### Problem details
With the pictures left out, return exactly the lines from the one containing "the black and" through the end of the listing below.

### Source material
· · · · ·
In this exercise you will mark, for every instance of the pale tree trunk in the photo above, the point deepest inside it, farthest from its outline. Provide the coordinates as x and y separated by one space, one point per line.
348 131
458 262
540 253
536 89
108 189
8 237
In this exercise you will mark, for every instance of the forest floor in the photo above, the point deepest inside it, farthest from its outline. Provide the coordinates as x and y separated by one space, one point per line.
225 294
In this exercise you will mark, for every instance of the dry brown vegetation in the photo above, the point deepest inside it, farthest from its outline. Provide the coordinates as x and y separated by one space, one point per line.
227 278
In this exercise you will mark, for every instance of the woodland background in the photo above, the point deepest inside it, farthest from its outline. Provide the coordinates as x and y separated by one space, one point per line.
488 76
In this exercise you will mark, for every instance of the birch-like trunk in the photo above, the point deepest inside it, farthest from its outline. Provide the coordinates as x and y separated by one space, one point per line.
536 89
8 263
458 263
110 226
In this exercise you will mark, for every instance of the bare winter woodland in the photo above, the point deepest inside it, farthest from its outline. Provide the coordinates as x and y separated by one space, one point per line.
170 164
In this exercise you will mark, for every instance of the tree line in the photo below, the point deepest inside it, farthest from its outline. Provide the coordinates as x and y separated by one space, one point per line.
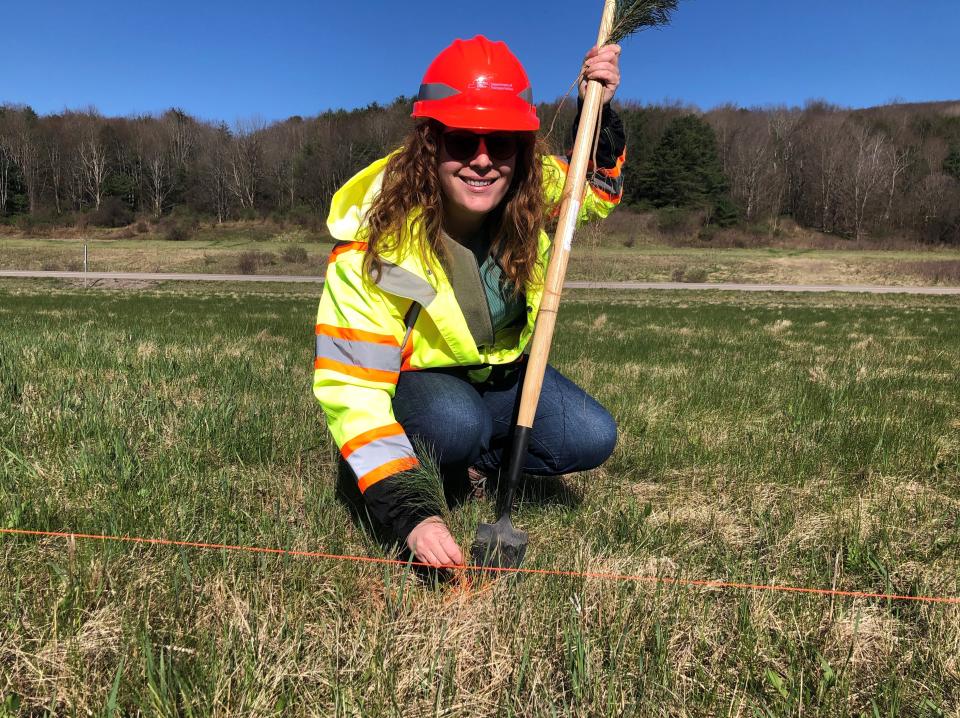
854 173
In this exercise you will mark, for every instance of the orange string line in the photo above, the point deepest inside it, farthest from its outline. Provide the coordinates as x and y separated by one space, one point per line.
700 583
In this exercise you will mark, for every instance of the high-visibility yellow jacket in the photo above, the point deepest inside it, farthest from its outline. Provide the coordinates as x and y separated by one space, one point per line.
368 332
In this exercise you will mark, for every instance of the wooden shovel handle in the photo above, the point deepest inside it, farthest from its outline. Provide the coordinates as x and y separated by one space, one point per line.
571 199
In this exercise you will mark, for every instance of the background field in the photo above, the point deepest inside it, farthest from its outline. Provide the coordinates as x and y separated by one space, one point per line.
628 246
806 440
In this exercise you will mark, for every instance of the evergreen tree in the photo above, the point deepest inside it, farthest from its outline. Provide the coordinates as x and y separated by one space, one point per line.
684 169
951 164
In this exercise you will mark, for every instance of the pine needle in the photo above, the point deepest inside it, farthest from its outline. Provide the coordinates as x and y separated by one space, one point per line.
634 15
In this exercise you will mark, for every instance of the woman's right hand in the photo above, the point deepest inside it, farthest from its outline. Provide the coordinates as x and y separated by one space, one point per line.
432 543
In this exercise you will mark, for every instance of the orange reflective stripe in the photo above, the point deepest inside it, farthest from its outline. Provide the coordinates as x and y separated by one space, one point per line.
359 372
388 469
366 437
356 335
347 247
606 196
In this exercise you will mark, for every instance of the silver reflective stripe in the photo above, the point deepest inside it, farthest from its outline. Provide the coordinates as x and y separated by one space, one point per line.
377 453
436 91
363 354
404 283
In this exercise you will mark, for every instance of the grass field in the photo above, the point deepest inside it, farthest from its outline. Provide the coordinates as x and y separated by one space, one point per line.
790 439
251 249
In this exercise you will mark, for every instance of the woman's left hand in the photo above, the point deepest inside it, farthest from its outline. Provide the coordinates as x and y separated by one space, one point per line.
602 65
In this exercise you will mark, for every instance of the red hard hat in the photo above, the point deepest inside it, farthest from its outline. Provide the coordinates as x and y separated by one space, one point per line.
478 85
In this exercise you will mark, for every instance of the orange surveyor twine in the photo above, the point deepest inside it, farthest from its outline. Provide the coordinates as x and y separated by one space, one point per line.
492 569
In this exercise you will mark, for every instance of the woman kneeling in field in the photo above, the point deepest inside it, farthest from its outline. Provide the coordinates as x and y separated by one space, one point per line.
432 294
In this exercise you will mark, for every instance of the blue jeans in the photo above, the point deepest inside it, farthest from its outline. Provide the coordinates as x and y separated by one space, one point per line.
466 424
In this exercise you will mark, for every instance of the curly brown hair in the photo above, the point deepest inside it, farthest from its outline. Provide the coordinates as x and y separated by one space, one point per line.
411 189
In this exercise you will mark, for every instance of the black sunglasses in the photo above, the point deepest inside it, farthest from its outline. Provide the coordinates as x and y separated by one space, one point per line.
462 145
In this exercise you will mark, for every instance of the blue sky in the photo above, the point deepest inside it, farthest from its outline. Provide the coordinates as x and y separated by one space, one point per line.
230 60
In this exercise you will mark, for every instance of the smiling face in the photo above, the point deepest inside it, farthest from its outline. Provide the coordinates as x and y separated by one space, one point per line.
474 185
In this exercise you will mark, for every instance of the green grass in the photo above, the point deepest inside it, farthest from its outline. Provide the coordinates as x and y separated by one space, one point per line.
790 439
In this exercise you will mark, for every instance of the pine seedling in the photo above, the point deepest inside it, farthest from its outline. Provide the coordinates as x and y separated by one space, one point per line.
634 15
420 489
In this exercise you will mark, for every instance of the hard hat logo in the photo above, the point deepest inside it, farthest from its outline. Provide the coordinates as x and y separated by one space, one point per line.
477 84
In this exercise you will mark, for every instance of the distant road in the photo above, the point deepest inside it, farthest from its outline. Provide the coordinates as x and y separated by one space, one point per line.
159 277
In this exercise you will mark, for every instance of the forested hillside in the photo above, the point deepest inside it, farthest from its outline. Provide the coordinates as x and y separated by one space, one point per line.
864 174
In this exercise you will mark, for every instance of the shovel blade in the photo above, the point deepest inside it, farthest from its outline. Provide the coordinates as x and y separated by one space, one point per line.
499 545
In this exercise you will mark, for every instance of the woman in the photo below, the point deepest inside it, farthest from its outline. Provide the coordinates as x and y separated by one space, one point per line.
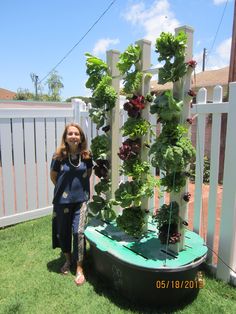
71 168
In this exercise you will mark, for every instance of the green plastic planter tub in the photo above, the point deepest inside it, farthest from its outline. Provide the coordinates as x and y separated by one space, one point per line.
142 270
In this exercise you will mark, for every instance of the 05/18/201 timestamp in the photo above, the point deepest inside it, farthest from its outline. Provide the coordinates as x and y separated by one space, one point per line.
178 284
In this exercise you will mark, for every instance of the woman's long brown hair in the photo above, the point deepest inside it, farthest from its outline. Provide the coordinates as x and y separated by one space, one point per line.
62 151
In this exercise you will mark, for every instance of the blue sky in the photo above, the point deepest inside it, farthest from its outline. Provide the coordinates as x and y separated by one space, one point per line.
36 35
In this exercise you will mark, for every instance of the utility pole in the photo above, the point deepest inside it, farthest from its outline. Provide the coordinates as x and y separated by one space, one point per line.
203 59
35 79
232 66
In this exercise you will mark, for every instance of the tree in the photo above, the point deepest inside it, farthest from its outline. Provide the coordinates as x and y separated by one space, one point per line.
23 94
55 85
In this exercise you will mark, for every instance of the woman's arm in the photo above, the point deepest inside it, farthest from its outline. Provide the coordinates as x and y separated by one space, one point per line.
53 176
89 172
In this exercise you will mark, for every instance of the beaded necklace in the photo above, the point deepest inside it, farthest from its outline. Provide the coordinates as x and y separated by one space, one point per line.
75 166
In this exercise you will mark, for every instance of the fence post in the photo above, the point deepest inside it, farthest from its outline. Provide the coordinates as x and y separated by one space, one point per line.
227 245
76 105
114 120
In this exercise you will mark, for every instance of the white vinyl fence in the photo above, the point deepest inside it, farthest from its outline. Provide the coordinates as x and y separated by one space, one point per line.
28 138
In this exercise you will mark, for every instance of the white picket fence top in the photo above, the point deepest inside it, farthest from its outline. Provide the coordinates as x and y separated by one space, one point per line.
28 138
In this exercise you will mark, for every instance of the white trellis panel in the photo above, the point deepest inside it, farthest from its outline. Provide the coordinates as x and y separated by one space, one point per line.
84 123
60 126
19 165
30 163
50 149
7 171
227 245
1 192
201 99
41 161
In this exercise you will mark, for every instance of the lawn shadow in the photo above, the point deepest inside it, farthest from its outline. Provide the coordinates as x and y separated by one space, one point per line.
55 265
104 288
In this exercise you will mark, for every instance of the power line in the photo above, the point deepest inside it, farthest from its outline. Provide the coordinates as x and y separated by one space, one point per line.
218 28
69 52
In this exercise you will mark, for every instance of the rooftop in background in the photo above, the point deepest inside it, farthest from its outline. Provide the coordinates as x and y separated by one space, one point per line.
6 94
202 79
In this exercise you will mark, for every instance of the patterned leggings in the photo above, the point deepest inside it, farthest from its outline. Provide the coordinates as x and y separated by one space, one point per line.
70 219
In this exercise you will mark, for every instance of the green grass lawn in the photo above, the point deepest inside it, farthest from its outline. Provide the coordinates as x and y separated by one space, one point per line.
30 281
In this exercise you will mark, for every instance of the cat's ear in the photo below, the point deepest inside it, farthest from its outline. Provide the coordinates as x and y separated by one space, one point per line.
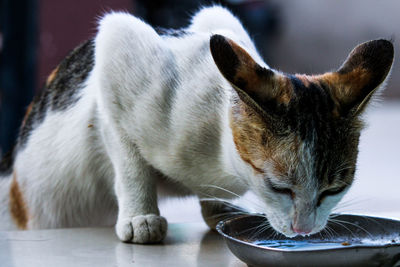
253 83
361 75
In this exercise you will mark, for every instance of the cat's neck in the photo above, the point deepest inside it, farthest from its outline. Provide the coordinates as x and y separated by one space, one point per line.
233 163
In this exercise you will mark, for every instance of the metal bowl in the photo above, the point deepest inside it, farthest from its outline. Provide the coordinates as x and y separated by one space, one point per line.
350 241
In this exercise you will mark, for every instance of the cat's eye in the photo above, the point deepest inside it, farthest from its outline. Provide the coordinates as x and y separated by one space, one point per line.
281 190
329 192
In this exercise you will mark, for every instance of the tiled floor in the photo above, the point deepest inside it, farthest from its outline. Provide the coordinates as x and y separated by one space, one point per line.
375 191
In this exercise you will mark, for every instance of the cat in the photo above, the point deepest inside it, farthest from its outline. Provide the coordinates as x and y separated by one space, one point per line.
199 113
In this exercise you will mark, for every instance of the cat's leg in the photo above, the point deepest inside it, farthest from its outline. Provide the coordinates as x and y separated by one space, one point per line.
139 219
216 211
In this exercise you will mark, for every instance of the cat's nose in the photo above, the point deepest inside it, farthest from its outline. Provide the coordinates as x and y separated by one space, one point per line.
301 231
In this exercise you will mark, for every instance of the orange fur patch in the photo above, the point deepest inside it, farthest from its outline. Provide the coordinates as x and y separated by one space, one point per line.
347 87
253 142
28 111
18 207
51 77
276 86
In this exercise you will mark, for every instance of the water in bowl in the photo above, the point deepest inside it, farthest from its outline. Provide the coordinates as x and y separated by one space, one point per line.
300 245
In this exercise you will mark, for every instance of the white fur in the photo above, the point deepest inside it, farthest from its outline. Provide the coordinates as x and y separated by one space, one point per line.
160 110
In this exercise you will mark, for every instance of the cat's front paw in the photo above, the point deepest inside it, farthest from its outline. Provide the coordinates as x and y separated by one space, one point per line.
142 229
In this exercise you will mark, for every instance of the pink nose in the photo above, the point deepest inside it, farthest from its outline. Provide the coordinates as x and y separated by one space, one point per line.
301 231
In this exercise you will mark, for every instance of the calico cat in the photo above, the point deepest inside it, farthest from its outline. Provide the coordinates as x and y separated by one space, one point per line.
201 111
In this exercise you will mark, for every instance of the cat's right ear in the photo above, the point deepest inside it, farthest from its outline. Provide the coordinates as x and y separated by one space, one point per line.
254 84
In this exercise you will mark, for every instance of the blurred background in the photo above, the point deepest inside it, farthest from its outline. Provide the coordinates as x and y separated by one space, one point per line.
308 36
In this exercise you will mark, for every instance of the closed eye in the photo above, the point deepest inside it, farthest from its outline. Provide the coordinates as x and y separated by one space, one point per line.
280 190
329 192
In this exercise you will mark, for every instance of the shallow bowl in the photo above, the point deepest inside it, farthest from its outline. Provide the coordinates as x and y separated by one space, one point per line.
349 240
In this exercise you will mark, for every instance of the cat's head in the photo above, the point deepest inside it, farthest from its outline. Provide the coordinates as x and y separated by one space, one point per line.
299 133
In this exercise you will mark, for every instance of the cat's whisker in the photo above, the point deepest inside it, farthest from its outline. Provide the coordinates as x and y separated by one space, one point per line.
253 203
227 214
353 224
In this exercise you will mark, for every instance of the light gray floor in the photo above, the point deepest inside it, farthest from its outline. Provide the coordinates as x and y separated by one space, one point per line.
375 192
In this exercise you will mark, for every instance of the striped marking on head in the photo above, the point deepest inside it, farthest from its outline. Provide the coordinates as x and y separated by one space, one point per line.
52 76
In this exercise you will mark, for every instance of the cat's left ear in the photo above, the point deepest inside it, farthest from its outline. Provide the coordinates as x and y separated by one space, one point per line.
361 75
254 84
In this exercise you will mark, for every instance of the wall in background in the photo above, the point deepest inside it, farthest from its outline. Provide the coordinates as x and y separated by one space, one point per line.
316 36
65 24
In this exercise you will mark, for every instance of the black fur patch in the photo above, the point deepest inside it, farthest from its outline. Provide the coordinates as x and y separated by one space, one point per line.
310 116
171 32
376 57
225 58
63 89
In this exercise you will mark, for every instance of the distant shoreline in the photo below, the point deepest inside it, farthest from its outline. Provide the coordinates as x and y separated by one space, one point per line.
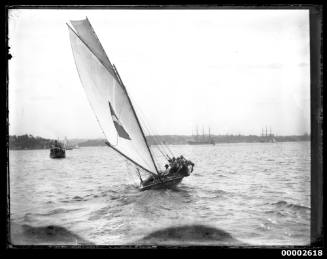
29 142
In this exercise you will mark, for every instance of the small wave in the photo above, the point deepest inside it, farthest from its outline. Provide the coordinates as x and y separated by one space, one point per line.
50 213
44 235
284 204
190 234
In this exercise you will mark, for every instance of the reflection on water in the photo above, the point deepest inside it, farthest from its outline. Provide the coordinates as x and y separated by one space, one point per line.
257 193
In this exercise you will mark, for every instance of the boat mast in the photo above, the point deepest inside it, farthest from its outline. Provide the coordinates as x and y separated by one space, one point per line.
137 120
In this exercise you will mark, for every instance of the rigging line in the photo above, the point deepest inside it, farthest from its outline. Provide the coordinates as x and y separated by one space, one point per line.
157 140
128 158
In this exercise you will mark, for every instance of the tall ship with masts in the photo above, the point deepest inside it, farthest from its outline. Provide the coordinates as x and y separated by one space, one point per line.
202 140
115 113
267 138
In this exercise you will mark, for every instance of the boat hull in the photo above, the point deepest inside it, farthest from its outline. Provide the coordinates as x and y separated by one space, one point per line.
57 153
164 184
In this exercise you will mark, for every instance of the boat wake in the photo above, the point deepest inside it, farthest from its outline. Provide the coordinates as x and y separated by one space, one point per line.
45 235
190 235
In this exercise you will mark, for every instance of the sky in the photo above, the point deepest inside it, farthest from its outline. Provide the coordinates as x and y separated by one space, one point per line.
233 71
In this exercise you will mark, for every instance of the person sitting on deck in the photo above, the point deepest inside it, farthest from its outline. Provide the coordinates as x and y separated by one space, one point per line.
166 172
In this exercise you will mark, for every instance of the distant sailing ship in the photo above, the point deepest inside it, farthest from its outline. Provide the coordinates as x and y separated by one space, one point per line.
57 150
67 145
115 113
202 140
267 138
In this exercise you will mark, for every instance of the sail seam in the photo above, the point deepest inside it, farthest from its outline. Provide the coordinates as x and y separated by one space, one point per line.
123 88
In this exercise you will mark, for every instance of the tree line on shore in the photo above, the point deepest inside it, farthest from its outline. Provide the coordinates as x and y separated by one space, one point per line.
31 142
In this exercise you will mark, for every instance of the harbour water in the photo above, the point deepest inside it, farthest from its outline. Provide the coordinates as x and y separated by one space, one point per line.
258 193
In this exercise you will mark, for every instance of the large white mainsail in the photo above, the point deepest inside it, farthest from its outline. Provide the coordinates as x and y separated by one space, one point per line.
108 97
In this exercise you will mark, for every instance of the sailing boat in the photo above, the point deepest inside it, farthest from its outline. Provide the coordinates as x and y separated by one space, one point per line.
115 113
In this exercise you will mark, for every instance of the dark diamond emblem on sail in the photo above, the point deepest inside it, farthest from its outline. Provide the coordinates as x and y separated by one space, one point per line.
120 129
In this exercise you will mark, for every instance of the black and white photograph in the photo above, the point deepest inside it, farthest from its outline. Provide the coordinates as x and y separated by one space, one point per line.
159 127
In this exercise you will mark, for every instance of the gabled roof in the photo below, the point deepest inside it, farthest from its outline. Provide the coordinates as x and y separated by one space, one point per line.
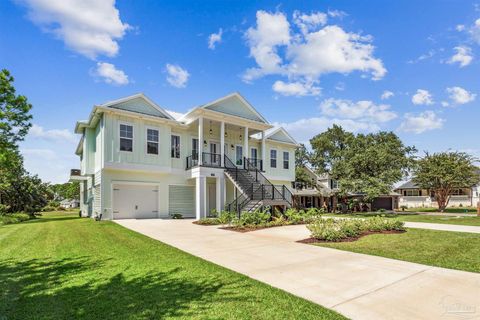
· · · · ·
### Solution to the exercise
In this exercise you will mark, for every instance of the black and white photograph in the photo above, the point deepest inside it, farthest from its outline. Provide the coordinates as x and y separated by one space, one point per line.
159 127
In this exercise you will mark, for every instance of the gabled roof in the photo below, the point deepest inside it, farthest from its outline. Provide the coordinates as x and y separated by one space, one point per line.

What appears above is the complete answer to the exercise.